→ **PROBLEM DESCRIPTION**:
Answer these questions using the miniature fighter text below.
1. Which company made the miniature, and around what year?
2. What armor does the fighter wear in the first stage?
3. What shape of base did the original miniatures come on?

→ **READING TEXT**:

▬▬▬▬▬▬

This miniature I found in a bag of old minis that I won off e-bay years ago. It's the third stage of a fighter produced by Citadel circa 1985 for the Advanced Dungeons and Dragons game (ADD02). I'm quite surprised with the level of detail on this miniature - a great sculpt compared to anything else of the era. Also, very noticeable is the size difference - from toe to top of helmet is 25mm which makes him look short and squatty compared to all of my "modern" figs.

Each pack came with three stages and I've actually found that I do have the first two stages as well in that bag of old minis. The first stage shows the fighter with simple chain mail and not much "stuff". The second stage with half plate and a bit more garnishment. The final stage shown here with full plate mail and all of his goodies fully expanded. This mini has a helmet plume, a stuffed backpack, a mace, a sword, an axe, and a dagger.

None of the minis in my bag had shields - so I found a metal shield in my bits bin and tagged that on. Additionally, the originals came on an octagonal slotta base - I don't have any of those, so I threw him on a one inch square slotta base instead. I'll eventually get around to painting the other two and thereby complete the series.

▬▬▬▬▬▬

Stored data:

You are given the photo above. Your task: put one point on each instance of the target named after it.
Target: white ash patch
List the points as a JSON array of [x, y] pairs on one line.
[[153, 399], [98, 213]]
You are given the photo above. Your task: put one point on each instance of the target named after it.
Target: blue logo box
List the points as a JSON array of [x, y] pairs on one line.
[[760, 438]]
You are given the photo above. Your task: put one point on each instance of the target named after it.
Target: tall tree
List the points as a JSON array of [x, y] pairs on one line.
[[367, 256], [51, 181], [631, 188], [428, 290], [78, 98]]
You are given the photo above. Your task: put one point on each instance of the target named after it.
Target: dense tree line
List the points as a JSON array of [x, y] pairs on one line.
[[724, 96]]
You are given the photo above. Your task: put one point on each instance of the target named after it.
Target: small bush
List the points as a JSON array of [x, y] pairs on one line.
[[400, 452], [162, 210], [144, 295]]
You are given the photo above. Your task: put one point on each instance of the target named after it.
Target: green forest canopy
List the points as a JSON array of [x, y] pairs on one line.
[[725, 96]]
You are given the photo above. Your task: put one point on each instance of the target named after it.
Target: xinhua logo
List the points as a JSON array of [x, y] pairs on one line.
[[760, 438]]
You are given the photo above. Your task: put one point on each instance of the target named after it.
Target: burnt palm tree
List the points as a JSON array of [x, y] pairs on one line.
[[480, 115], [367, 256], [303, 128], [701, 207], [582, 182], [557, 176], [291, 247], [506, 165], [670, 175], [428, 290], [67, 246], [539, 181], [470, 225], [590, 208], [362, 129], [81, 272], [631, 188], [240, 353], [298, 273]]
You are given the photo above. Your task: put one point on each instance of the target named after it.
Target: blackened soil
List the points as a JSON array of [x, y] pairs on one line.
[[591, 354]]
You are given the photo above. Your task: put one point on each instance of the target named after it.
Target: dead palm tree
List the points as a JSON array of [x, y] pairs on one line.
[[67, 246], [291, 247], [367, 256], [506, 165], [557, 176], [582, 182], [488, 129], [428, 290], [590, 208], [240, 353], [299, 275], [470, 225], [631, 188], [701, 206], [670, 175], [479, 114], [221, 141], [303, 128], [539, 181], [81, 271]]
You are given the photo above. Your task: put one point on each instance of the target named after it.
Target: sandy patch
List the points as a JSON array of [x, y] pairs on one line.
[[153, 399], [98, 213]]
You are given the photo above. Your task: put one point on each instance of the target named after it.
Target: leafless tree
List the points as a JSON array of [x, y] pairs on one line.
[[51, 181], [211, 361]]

▬▬▬▬▬▬

→ **SOLUTION BELOW**:
1. Citadel, around 1985.
2. Simple chain mail.
3. An octagonal slotta base.